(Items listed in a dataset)
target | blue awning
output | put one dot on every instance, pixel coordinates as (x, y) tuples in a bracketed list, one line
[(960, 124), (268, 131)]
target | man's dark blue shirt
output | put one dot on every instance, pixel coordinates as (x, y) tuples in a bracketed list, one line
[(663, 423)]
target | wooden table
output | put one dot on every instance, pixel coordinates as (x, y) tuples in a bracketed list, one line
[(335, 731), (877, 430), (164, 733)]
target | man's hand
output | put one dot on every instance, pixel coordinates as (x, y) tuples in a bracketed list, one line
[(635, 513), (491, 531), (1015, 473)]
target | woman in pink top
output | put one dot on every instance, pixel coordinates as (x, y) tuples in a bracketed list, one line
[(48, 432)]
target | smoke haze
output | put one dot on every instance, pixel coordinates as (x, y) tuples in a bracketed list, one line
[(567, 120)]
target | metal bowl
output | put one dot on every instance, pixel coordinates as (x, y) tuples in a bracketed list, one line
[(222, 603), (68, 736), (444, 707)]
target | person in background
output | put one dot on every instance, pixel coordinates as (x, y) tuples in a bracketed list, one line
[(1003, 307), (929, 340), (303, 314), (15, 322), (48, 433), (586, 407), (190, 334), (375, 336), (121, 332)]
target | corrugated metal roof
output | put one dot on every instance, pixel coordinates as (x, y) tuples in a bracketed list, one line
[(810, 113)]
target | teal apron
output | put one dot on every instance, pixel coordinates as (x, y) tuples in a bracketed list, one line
...
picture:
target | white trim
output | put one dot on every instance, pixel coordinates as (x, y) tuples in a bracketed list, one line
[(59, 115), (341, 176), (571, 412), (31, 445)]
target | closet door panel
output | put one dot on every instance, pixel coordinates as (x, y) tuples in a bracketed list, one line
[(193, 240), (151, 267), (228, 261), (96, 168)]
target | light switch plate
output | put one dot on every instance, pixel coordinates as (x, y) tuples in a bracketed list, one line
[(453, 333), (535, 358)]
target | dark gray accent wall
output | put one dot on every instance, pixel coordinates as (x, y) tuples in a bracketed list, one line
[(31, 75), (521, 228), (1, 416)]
---
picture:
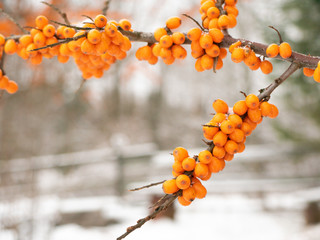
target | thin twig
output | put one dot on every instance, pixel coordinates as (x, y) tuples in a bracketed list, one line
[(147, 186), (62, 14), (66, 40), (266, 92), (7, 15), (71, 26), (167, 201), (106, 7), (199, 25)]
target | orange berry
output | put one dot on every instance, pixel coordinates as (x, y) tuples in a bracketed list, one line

◆ **Written problem**:
Copy the lines of the records above verbatim, starting at the line containing "target | man's dark blue shirt" and ending at the line containing "[(663, 423)]", both included.

◆ **Solution to this problem**:
target | man's dark blue shirt
output | put one dot on every instance, pixel coordinates as (x, y) tuples in a bracketed list, one line
[(663, 423)]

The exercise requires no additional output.